(EXERCISE DATA begins)

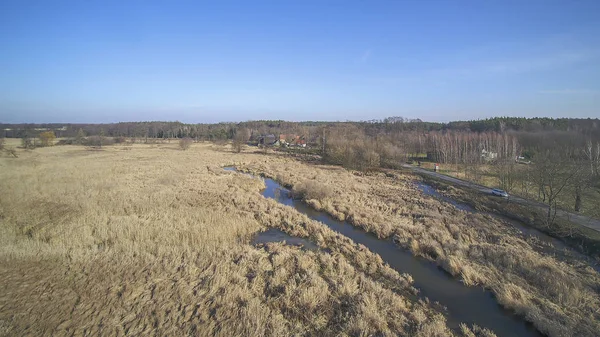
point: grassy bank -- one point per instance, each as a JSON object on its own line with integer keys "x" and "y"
{"x": 149, "y": 239}
{"x": 580, "y": 238}
{"x": 559, "y": 297}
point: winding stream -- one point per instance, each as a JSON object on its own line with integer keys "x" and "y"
{"x": 471, "y": 305}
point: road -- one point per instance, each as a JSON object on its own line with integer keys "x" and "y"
{"x": 579, "y": 219}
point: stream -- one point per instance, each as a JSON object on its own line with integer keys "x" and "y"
{"x": 471, "y": 305}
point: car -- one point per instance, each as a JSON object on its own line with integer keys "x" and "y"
{"x": 500, "y": 193}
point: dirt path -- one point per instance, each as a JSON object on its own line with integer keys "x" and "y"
{"x": 579, "y": 219}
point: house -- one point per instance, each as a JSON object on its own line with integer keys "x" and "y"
{"x": 488, "y": 155}
{"x": 269, "y": 140}
{"x": 522, "y": 160}
{"x": 298, "y": 142}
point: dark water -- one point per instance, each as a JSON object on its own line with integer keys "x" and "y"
{"x": 471, "y": 305}
{"x": 276, "y": 235}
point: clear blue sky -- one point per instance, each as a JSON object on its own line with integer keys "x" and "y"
{"x": 105, "y": 61}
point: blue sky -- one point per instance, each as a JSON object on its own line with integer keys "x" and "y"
{"x": 194, "y": 61}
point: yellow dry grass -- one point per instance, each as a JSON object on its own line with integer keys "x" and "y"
{"x": 152, "y": 240}
{"x": 561, "y": 298}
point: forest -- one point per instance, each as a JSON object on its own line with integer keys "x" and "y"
{"x": 555, "y": 161}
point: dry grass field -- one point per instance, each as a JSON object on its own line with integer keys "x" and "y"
{"x": 556, "y": 291}
{"x": 153, "y": 240}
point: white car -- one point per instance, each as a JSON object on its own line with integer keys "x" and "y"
{"x": 500, "y": 193}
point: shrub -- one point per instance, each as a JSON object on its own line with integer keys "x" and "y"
{"x": 185, "y": 143}
{"x": 47, "y": 138}
{"x": 311, "y": 189}
{"x": 98, "y": 141}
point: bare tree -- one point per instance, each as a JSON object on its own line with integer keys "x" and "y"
{"x": 554, "y": 171}
{"x": 240, "y": 139}
{"x": 185, "y": 143}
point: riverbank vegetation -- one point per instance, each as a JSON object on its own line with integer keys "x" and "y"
{"x": 150, "y": 239}
{"x": 557, "y": 291}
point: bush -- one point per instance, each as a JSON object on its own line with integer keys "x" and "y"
{"x": 185, "y": 143}
{"x": 311, "y": 189}
{"x": 98, "y": 141}
{"x": 47, "y": 138}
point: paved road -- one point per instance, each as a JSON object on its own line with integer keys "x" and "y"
{"x": 573, "y": 217}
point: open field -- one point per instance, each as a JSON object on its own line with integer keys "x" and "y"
{"x": 525, "y": 189}
{"x": 556, "y": 291}
{"x": 149, "y": 239}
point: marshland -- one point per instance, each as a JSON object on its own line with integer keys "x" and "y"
{"x": 156, "y": 239}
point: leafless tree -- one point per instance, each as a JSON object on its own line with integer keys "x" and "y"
{"x": 185, "y": 143}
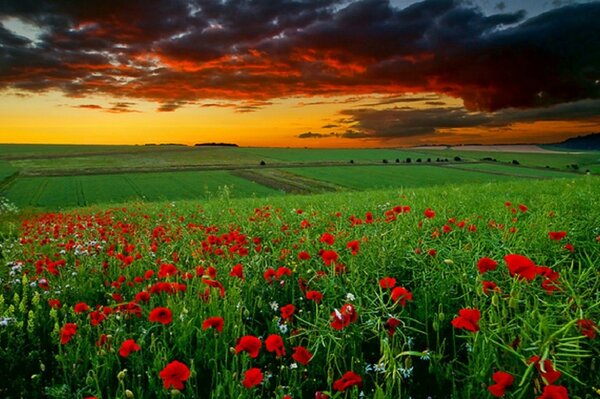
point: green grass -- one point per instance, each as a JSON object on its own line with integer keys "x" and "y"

(EXERCISE DATA ends)

YOUR TASK —
Exclude the pictures, and transcribe all of the material exactly.

SOLVED EXERCISE —
point: grassy bank -- one point per instance, each as a JSON object on its own line with integer keys "x" and "y"
{"x": 149, "y": 239}
{"x": 580, "y": 238}
{"x": 559, "y": 297}
point: winding stream -- one point per instance, each as a JSON object on its own line with integer keys "x" and "y"
{"x": 471, "y": 305}
point: road -- one point per instance, each as a JSON object on its own line with integer keys "x" and "y"
{"x": 579, "y": 219}
point: stream -- one point per instance, each as a JSON object on its own line with integer keys "x" and "y"
{"x": 471, "y": 305}
point: car -- one point per instance, each as a JSON object on its own line with integer keys "x" and "y"
{"x": 500, "y": 193}
point: dirt path -- one point per instance, each as a JSON object on its own line with integer keys "x" and "y"
{"x": 579, "y": 219}
point: house -- one point per instance, each as a JSON object on its own line with integer keys "x" and "y"
{"x": 488, "y": 155}
{"x": 269, "y": 140}
{"x": 522, "y": 160}
{"x": 298, "y": 142}
point: dark water -- one point per instance, each as a JSON object on its own line with integer keys "x" and "y"
{"x": 471, "y": 305}
{"x": 276, "y": 235}
point: clear blue sky -- one point per instance, each as a JSON object on its own line with integer keys "x" and "y"
{"x": 105, "y": 61}
point: blue sky -- one point per instance, each as a JSON object on its own line with integer keys "x" and "y"
{"x": 194, "y": 61}
point: yellow dry grass -- one point per instance, each as a JSON object on its own line with integer keys "x" and "y"
{"x": 152, "y": 240}
{"x": 561, "y": 298}
point: forest -- one point per instance, each as a JSON object on its own line with integer keys "x" and "y"
{"x": 555, "y": 161}
point: dry grass field -- one point per instance, each as a JSON object on its own line with integer keys "x" and "y"
{"x": 556, "y": 291}
{"x": 153, "y": 240}
point: white car -- one point per instance, each as a JSON object on its own line with integer keys "x" and "y"
{"x": 500, "y": 193}
point: shrub -- one point per instance, each as a JSON object on its own line with integer keys "x" and "y"
{"x": 185, "y": 143}
{"x": 47, "y": 138}
{"x": 311, "y": 189}
{"x": 98, "y": 141}
point: bare tree -- one point per instance, each as a JSON object on its own line with integer keys "x" and "y"
{"x": 554, "y": 171}
{"x": 240, "y": 139}
{"x": 185, "y": 143}
point: riverbank vegetation -- one point per instance, each as a JSON object on its own line with integer keys "x" and "y"
{"x": 150, "y": 239}
{"x": 557, "y": 291}
point: bush -- one point per instance, each as a JSON object on its own line with integer keys "x" and "y"
{"x": 185, "y": 143}
{"x": 311, "y": 189}
{"x": 98, "y": 141}
{"x": 47, "y": 138}
point: paved road -- one point per instance, each as a JSON object on its own line with integer keys "x" and "y"
{"x": 573, "y": 217}
point: open field -- one point per instance, each as a JSON object on its own line with integer keys "x" and "y"
{"x": 525, "y": 189}
{"x": 556, "y": 291}
{"x": 149, "y": 239}
point: marshland -- one point per instance, each as a JSON object on its own line with integer keys "x" and "y"
{"x": 156, "y": 239}
point: leafless tree -- one point per instance, each as a JSON object on its own line with integer keys "x" and "y"
{"x": 185, "y": 143}
point: green grass -- one point per instance, each as a JSON object on its own line with integer keys "x" and "y"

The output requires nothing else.